• **Objetivo**
Organize todas as linhas do material abaixo como uma lista JSON de strings, uma string por linha, omitindo as linhas em branco. Deixe as imagens fora da resposta.

[Entradas de rotulagem de localização em imagens]
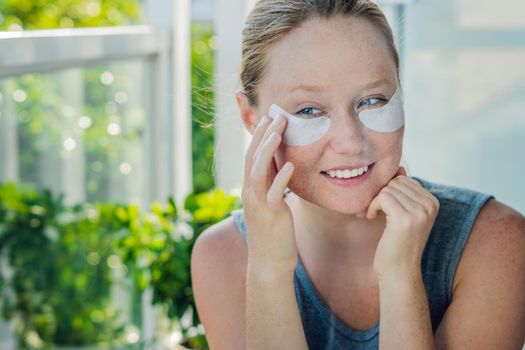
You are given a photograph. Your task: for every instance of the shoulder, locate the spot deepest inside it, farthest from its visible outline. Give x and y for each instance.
(487, 309)
(219, 247)
(496, 243)
(218, 270)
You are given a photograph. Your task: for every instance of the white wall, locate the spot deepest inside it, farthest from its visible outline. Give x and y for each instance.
(464, 89)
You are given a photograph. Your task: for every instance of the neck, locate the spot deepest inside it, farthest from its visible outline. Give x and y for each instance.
(325, 234)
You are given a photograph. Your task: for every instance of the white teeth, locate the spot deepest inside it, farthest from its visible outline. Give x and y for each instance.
(347, 174)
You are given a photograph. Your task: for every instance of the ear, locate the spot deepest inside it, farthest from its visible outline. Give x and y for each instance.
(248, 112)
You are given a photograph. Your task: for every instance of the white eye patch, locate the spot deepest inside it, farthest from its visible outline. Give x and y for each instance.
(301, 131)
(304, 131)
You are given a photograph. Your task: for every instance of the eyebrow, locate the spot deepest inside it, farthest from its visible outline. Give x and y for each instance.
(314, 88)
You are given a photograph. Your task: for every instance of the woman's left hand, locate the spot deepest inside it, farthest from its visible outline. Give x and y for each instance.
(410, 214)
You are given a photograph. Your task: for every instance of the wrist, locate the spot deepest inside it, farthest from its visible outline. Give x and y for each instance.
(400, 273)
(265, 268)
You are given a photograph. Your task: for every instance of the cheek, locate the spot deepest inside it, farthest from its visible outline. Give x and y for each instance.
(304, 158)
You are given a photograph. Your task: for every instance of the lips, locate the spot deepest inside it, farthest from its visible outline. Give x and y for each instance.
(345, 176)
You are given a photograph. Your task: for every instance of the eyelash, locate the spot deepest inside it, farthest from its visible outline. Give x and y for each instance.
(379, 101)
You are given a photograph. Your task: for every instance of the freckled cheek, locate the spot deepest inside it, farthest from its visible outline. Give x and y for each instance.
(387, 143)
(303, 158)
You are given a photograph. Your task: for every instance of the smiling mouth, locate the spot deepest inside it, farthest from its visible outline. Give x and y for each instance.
(347, 173)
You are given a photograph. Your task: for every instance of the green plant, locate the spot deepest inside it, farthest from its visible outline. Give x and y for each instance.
(64, 258)
(202, 106)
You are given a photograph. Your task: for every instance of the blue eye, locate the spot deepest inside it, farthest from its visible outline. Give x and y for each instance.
(371, 101)
(309, 112)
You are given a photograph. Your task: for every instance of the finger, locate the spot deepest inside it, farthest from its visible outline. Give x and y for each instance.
(275, 194)
(387, 203)
(258, 135)
(409, 203)
(261, 168)
(414, 188)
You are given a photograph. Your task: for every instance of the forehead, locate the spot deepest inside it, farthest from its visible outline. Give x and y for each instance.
(329, 52)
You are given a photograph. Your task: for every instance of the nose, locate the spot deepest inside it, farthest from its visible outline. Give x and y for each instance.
(346, 134)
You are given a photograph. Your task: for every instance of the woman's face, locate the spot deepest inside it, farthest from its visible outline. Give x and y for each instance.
(335, 68)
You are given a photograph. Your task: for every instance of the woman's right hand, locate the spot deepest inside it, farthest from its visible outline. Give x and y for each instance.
(269, 221)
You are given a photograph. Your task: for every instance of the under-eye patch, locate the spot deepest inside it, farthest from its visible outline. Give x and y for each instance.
(304, 131)
(301, 131)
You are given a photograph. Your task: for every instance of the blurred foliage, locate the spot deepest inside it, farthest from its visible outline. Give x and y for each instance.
(202, 106)
(64, 259)
(45, 14)
(58, 290)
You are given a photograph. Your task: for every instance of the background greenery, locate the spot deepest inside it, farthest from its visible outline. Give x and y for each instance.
(65, 260)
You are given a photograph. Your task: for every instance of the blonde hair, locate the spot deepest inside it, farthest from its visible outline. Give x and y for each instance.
(270, 20)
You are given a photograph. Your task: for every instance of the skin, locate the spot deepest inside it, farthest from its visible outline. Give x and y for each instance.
(361, 245)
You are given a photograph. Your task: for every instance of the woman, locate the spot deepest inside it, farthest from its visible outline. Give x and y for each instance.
(356, 255)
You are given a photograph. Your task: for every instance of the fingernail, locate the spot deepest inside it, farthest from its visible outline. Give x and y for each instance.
(264, 120)
(274, 137)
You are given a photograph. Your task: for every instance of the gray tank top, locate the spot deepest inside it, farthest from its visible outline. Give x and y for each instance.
(458, 211)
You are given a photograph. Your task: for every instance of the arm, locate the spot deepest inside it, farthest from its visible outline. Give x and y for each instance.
(218, 273)
(272, 315)
(404, 313)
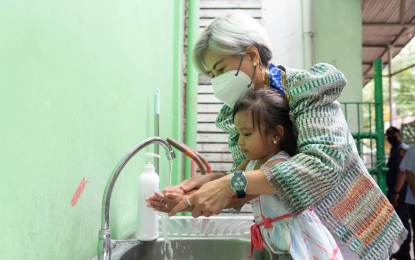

• **Solução**
[
  "You are given a photograph. Your task: for every instance of the shoulder, locate the spot deepest inside it, farthest from its visible outline. Give x and y for each instance.",
  "(487, 309)",
  "(219, 247)",
  "(496, 243)",
  "(218, 270)",
  "You are given a photograph. Your task: for every instance of the white wall, locate the spot deepest inside it, farthest from its visible outline. Give x and y for each instance.",
  "(464, 89)",
  "You are given a photograph. Your task: for every instance of the neck, locate the spot deepest inside it, farthest from its visible outline. Give x and y for each instance.",
  "(325, 234)",
  "You are given a photograph. Your task: for every instance of the white teeth, locate the spot deepest inside it, farthest from its visible outline. Give x and y for each instance.",
  "(347, 174)",
  "You are given a photograph. Your task: for every instance of the ear, locate the spot deepest inside it, farthest from its visible outline. Give x and y for each instance.",
  "(248, 112)",
  "You are given a photograph. Your task: for every instance of the white eye patch, locate the spot deepest inside it, farthest from its visible outline. Give x and y for each instance.",
  "(301, 131)",
  "(304, 131)",
  "You are given a photograph. Your task: for every instance of the eyebrow, locate the spot deepest inside it, farthest from its visible outline. Give x and y for each instance.",
  "(314, 88)",
  "You are given a photograph. Your task: for every instance of the woman's left hand, locate the spot deepest inside it, farthest from its visible outline. Give x and y for each instance.",
  "(410, 214)",
  "You are given a photograph. Your task: for every instance of the wrist, locate the spot deepest inside it, farthest from its visible outline. Give x and y for each instance.",
  "(400, 273)",
  "(265, 268)",
  "You are given a photograph. Your task: for every instance of the cheek, locate the spot deepest inside it, farthest from its visible outline. Give x and y for each instance.",
  "(304, 158)",
  "You are given a photograph. Your task: for every instance of the lips, locate the spot deepest inside it, farthest from its visible outline. Give x and y for each instance.",
  "(345, 176)",
  "You are given a photograph. Your task: for every instance of the eyelash, locate the spot deepest inside it, farthest from its visible outline. Give x and y for each instance.",
  "(379, 101)",
  "You are given a photograph. Your task: for every instance of the freckled cheek, locate the spot deepest inside it, farthest from its visible outline. Give x and y for each instance.",
  "(387, 143)",
  "(303, 158)",
  "You are given a photograph. Your task: for every instance of the smiling mouth, locate the spot deepest inside it, farthest from its visible outline. Give x and y for each instance.",
  "(347, 173)",
  "You are given a photograph. Your task: for every instance of the green plant, locate the spot deepest inside it, farthest from its visible outline. Give x and y for each instance.",
  "(64, 258)",
  "(202, 106)",
  "You are given a photograph. Your task: for every instance of the blue eye, locate the spot deepest inside it, farthest from its visible outline. Give x and y for each instance.",
  "(371, 101)",
  "(309, 112)",
  "You are given a photograph. Your task: for every instance of the finger, locate the spot deepest inside it, farthest from its visible outline. Give x and y for each instance.",
  "(275, 194)",
  "(387, 203)",
  "(258, 135)",
  "(409, 203)",
  "(261, 168)",
  "(414, 188)",
  "You are given a photograph. Your task: for every instance of the forehead, locate the spot deepest inside it, farthest from its visible outline. Give x and y for each instance.",
  "(329, 52)",
  "You are given a photograph. Your task: for every instance of the nose, locate the spot deepest inside it, farthest from its visible outline. Give x and y for each instance.",
  "(346, 134)",
  "You are given a photograph. Your task: for every instance of the woman's face, locate the spot deepest inside it, farthest from its visible outline. Give x and y for each instance.",
  "(335, 68)",
  "You are given a photograph. Your task: for every instance of the woman's right hand, locate the spot deepest inside it, farthest from its visible outline. Give x and y for each instance.",
  "(269, 221)",
  "You are given a photograph. Your task: for every instance of the under-eye patch, locate the spot deepest inside it, farthest from its visible outline. Give x and y for each instance.",
  "(304, 131)",
  "(301, 131)",
  "You are given a photograph. Your task: for every instance of the blurred foliage, locate the spot deepest inside it, farthest from its visible outline. Give x and y for each instance.",
  "(202, 106)",
  "(64, 259)",
  "(45, 14)",
  "(58, 290)",
  "You are given a photograph. Your task: for every instance of the background greenery, locate the spot deepest inside it, farthest from its visible outline. Give x and y for each instance.",
  "(65, 260)",
  "You are given a photograph. Your task: for every instance of the blonde hair, locate the spot deepest inside it, farthest from its visible outline. Give x and y for each instance.",
  "(270, 20)",
  "You are given a photograph. Your task: for every instance of the skin, locate the spot deepest inside it, farthest from its visible outline. Give x and y for each instance.",
  "(361, 245)",
  "You are given a photograph. Your task: for every instance of the woman, locate the spot deepest inside it, farthest from its visible outline. Give x and y for each instance.",
  "(356, 255)",
  "You are given a photograph. Your task: for every instance of the fingernail, locate the spot deepest inside it, farthest from its visible outline. Give x and y for each instance.",
  "(264, 120)",
  "(274, 137)",
  "You are given a photograph. Your task: for every instance of the gray tank top, locate the spot deepest inside it, farthest from its visible outline. Give x and y for each instance.",
  "(458, 211)",
  "You are given a photograph. Your task: for every instance of the arm, locate the spot deepest inside it, farthest from its visible outline. Give x and y for each instance.",
  "(218, 273)",
  "(272, 315)",
  "(404, 313)"
]